• [Exercise requirements]
Lines in the entries below where the word "query" shows up should each be copied.

• [Dataset extract]
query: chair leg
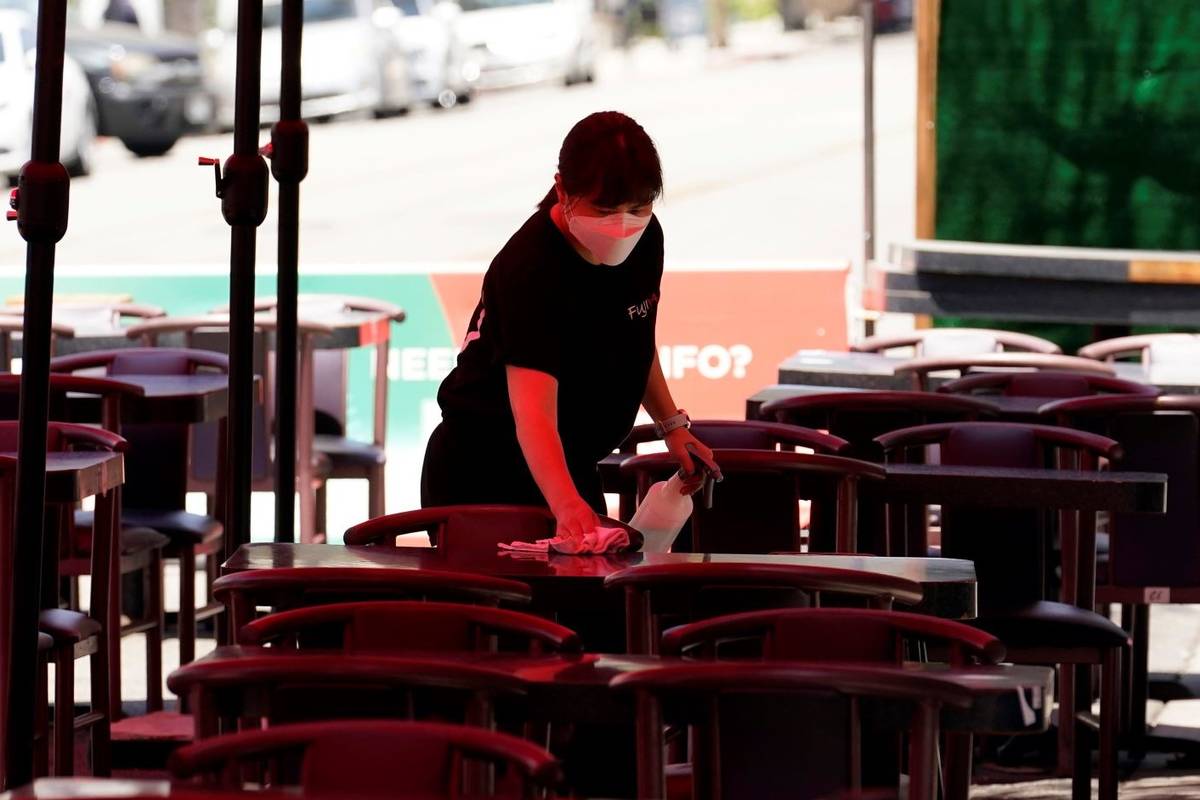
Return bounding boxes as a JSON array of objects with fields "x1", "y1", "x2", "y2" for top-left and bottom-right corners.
...
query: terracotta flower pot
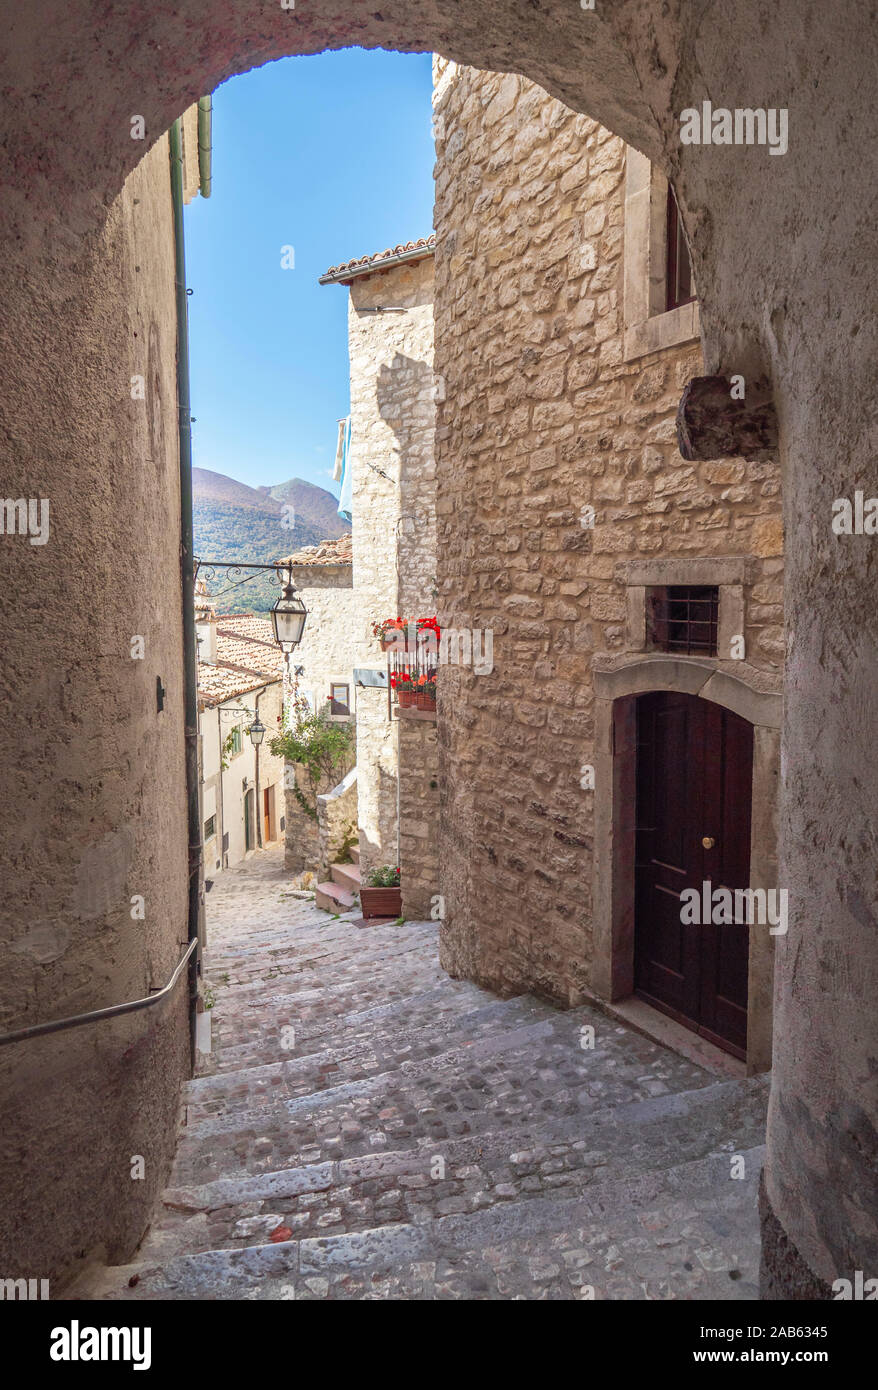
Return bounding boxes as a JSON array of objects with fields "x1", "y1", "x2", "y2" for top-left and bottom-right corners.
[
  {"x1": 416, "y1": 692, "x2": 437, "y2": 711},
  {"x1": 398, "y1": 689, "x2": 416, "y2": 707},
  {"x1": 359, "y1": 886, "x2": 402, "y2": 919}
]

• [Answer box]
query: chair leg
query: terracotta flower pot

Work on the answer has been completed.